Given task:
All entries are to be quoted exactly; the images stay out of the copy.

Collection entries
***

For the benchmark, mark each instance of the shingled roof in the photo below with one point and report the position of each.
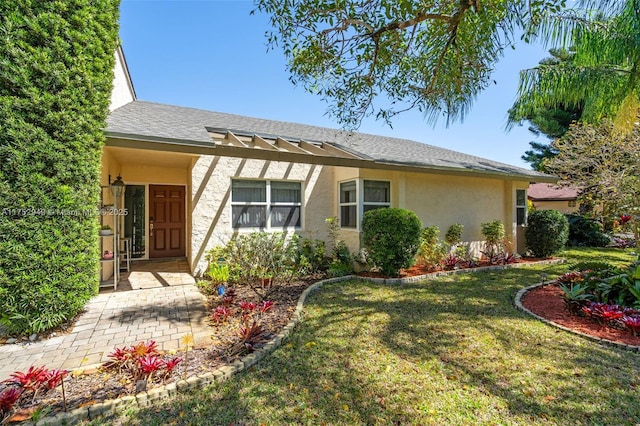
(141, 120)
(547, 192)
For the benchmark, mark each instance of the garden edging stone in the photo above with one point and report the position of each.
(225, 372)
(521, 307)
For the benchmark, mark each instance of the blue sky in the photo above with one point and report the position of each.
(212, 54)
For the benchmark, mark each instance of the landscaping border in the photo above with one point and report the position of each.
(225, 372)
(520, 306)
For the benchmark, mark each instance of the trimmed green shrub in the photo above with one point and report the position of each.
(454, 234)
(391, 236)
(431, 251)
(56, 75)
(494, 237)
(546, 233)
(585, 232)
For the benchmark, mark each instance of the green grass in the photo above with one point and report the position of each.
(450, 351)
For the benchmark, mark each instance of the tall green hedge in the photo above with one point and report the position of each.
(546, 232)
(392, 237)
(56, 75)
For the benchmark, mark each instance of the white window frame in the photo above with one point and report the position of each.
(375, 203)
(360, 203)
(268, 204)
(524, 207)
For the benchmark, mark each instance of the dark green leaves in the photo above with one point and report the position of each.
(381, 58)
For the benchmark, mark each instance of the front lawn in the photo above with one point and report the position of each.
(448, 351)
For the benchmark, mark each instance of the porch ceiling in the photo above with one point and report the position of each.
(255, 145)
(150, 158)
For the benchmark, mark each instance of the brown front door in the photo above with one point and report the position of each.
(166, 221)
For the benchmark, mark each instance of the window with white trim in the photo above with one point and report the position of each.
(266, 204)
(349, 204)
(375, 194)
(521, 206)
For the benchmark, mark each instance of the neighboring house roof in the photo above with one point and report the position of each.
(548, 192)
(175, 125)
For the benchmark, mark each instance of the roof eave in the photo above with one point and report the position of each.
(124, 140)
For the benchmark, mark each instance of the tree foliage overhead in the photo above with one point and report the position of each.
(552, 122)
(605, 166)
(603, 77)
(435, 56)
(56, 74)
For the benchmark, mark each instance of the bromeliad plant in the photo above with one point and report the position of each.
(142, 361)
(608, 295)
(21, 385)
(248, 318)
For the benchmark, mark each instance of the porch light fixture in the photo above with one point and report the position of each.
(117, 187)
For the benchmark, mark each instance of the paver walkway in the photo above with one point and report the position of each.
(157, 300)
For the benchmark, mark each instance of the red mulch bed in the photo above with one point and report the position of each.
(546, 301)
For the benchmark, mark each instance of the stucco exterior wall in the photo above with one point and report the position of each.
(210, 193)
(351, 237)
(444, 200)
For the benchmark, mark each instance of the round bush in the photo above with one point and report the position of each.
(392, 237)
(547, 232)
(585, 232)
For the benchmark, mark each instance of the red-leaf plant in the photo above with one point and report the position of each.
(571, 277)
(251, 335)
(632, 323)
(265, 306)
(450, 262)
(149, 364)
(8, 398)
(221, 313)
(34, 379)
(229, 297)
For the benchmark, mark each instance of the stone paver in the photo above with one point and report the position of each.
(146, 307)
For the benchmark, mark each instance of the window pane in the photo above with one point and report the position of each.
(348, 192)
(283, 216)
(367, 207)
(376, 191)
(285, 192)
(249, 216)
(348, 216)
(520, 215)
(248, 191)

***

Exercise answer:
For the benchmark, mark each instance of the shingled roof in the photo below with one point and report the position of each.
(141, 120)
(547, 192)
For the benchmark, mark each instance of the garden edging stone in the photo above with one point and report the position of each.
(225, 372)
(521, 307)
For the benchmark, mark each instance of the blue sky in the photo above with one point and report the position of each.
(212, 54)
For the benchmark, mark each instance of the landscaping border in the photo above with one point and report the position of each.
(225, 372)
(520, 306)
For the benchmark, mark each instance of the trimmed green shrub in the photo above with one point and report the position of each.
(454, 234)
(391, 236)
(431, 251)
(56, 75)
(494, 237)
(546, 233)
(585, 232)
For the benchmark, mark each instance of the green grass in the photo above with one point and report the position of each.
(450, 351)
For the benchmark, mark each instance of the tall green hedge in the photo above with one point and report the position of each.
(546, 232)
(392, 237)
(56, 75)
For the benchmark, mark each instance of the white window frame in the photo above with one point and report the position of each.
(375, 203)
(360, 203)
(268, 204)
(524, 207)
For the benchmark, mark each instance of the dark green leaves in the photo above with one point and report the position of each.
(381, 58)
For the benchmark, mark each instance of the front lawn in the photo above with one point and report the position of each.
(448, 351)
For the benchmark, mark each instance of the porch ceiling in the photo above with one point and report the position of each.
(255, 145)
(150, 158)
For the benchmark, mark each instance of the brown front door in the photo above with one point and report the position of each.
(166, 221)
For the benchmark, mark each instance of the window with white trim in the photo above with one point and report the position of each.
(266, 204)
(349, 204)
(375, 194)
(521, 206)
For the benchmark, mark each instance of the neighboring house roof in the photo above with one point and report the position of each.
(548, 192)
(175, 125)
For the benchmark, mark each instance of the roof eave in the photo above with one point and report the position of each.
(124, 140)
For the benchmark, mark each instance of the tree foliage overhead in the photo above with one point and report the position of each.
(552, 122)
(605, 166)
(603, 77)
(435, 56)
(56, 74)
For the benchmark, mark each instance of the bromeliad plant in the photo above with one point and report the position of each.
(142, 361)
(608, 295)
(21, 385)
(248, 318)
For the benchmark, mark each instance of the porch light fixture in the photo above with one point and report the position of each.
(117, 187)
For the benchmark, mark each instance of the paver walkway in the photo above with one point and report the position of each.
(157, 300)
For the benchmark, mark each instance of the red mulch bed in the photo above with one point and report the position of each.
(546, 301)
For the benchmark, mark each instance of the stucco exterior wall in the photo above with one point and report the position of each.
(210, 193)
(351, 237)
(444, 200)
For the benchmark, mark each instance of the round bush in the photo above with one point and report the position of each.
(392, 237)
(547, 232)
(585, 232)
For the benchmark, mark each instance of the red-leaf plant in the photo above with one point and report the position of each.
(571, 277)
(251, 335)
(632, 323)
(265, 306)
(450, 262)
(149, 364)
(8, 398)
(221, 313)
(34, 379)
(229, 297)
For the benchmark, mark each instance of the stone paver in the photo above with one point and report the position of each.
(146, 307)
For the benchmark, mark each instance of the window pane in the photo above with one point and report the position of each.
(348, 192)
(283, 216)
(367, 207)
(376, 191)
(285, 192)
(249, 216)
(348, 216)
(520, 215)
(248, 191)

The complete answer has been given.